- **What needs to be done**
Gather all lines in the data that hold the string "white".

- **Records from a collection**
══════════
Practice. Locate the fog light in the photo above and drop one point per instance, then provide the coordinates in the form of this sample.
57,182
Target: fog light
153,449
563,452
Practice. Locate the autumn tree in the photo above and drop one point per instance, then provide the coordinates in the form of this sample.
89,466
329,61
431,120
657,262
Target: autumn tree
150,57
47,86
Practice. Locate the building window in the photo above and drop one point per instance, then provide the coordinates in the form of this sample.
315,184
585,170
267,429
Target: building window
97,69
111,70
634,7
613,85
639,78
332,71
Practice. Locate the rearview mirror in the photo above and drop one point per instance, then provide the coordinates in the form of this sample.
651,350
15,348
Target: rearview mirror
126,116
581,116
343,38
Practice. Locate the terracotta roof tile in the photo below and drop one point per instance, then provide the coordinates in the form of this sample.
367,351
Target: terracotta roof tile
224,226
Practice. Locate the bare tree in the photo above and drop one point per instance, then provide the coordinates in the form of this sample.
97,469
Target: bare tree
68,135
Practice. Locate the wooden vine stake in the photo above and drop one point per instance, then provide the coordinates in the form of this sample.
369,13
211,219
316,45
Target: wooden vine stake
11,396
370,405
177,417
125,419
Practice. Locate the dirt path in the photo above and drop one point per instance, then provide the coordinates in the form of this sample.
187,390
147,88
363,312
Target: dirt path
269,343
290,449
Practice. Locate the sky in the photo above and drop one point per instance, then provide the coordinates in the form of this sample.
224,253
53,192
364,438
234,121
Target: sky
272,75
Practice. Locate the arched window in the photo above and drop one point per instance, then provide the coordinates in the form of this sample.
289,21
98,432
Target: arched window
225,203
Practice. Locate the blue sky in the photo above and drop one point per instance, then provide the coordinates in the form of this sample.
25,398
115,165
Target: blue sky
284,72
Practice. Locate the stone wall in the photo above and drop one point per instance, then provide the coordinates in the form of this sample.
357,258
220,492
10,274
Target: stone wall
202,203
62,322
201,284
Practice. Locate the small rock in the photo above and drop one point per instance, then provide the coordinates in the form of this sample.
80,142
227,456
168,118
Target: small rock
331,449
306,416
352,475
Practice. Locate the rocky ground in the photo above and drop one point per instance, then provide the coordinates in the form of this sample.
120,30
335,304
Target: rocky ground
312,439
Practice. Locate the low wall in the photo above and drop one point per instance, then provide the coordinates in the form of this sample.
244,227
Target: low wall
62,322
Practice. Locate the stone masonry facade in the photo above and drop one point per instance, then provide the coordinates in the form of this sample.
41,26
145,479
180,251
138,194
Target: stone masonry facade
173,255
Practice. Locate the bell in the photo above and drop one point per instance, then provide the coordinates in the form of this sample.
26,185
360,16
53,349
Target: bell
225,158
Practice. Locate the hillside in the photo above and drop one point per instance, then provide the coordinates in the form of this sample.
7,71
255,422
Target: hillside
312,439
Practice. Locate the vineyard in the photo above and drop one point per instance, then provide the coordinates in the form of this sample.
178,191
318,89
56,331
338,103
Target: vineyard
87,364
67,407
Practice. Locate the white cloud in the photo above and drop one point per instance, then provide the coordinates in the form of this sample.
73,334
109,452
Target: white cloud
══════════
- **Response to this task**
Practice. Locate the white cloud in the photo above and drop one point per instance, then provide the coordinates in the form of this sample.
Target: white cloud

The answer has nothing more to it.